═══ Source material
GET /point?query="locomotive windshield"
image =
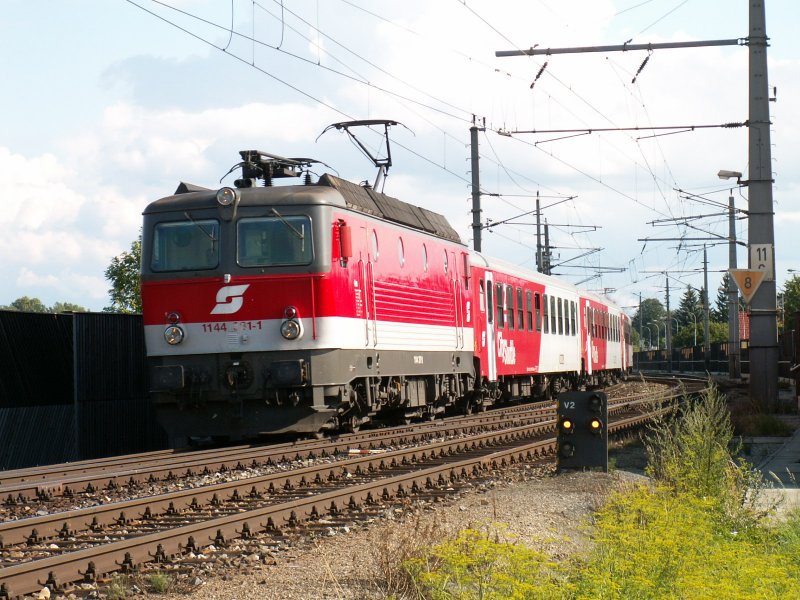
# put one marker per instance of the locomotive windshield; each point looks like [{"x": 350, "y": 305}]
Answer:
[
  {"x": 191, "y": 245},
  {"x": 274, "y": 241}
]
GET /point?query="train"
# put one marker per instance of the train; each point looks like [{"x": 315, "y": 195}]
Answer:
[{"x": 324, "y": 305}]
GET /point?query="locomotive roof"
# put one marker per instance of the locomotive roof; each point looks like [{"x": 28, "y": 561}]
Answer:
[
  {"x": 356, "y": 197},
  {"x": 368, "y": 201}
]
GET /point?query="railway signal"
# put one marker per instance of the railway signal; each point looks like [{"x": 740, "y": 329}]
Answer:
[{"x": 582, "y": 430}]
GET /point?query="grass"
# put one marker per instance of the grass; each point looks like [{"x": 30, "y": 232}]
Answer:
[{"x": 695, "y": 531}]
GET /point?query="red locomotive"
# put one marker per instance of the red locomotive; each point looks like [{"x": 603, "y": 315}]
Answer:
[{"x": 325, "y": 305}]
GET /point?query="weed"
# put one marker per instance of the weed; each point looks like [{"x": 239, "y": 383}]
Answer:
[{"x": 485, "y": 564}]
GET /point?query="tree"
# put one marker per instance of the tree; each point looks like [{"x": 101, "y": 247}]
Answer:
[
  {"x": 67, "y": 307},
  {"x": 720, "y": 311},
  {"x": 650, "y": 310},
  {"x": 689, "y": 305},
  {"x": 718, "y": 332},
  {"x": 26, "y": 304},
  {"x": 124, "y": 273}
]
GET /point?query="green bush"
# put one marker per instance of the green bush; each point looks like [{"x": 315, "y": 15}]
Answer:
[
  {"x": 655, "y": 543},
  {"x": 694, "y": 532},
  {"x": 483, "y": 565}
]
══════
═══ Source material
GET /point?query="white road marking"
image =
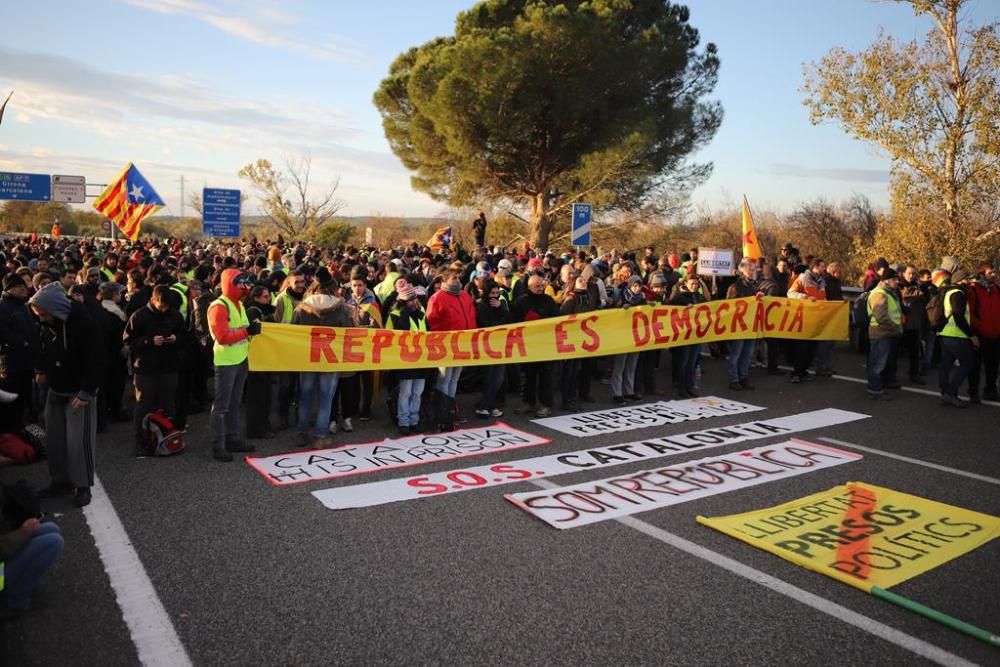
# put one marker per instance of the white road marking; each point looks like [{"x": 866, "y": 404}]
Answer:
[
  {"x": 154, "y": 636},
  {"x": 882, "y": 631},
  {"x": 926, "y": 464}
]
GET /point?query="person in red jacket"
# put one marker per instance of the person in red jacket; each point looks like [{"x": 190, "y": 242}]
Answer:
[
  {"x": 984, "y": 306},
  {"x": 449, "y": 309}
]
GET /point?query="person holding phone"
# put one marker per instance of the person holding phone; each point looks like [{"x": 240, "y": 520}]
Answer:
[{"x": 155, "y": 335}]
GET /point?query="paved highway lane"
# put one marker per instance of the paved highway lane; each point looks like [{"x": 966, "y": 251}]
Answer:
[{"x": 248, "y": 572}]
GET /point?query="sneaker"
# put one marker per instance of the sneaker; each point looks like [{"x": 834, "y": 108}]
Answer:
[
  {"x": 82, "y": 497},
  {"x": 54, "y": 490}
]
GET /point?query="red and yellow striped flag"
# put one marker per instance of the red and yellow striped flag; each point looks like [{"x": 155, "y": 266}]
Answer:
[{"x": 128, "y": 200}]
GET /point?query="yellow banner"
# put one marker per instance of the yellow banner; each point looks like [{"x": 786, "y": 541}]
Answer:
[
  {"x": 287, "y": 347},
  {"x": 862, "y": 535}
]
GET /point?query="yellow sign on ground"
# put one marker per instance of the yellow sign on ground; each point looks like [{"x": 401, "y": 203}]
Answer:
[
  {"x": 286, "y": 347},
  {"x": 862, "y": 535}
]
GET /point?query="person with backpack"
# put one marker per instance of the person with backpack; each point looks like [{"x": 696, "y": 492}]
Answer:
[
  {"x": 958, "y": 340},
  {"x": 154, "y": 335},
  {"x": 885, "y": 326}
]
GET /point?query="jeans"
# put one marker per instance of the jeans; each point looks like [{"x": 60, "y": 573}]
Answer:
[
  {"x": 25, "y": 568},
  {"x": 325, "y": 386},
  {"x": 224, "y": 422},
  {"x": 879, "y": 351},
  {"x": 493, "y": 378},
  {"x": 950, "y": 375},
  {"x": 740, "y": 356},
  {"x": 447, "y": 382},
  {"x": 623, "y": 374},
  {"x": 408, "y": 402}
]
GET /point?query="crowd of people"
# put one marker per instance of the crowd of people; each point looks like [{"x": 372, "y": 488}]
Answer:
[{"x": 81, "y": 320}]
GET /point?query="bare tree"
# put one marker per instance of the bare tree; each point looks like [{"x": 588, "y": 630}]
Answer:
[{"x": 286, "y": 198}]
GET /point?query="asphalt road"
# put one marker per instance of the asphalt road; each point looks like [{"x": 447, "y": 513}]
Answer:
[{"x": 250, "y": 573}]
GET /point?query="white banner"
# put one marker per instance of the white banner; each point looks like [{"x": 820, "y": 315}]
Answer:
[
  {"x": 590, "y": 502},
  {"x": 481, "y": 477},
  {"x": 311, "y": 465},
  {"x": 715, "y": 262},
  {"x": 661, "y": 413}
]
══════
Task instructions: Whenever "phone" occurs in a line of the entries, copy that line.

Result:
GET /point?query="person holding phone"
# put one marker per instance of the person holding phone; each point looks like [{"x": 240, "y": 520}]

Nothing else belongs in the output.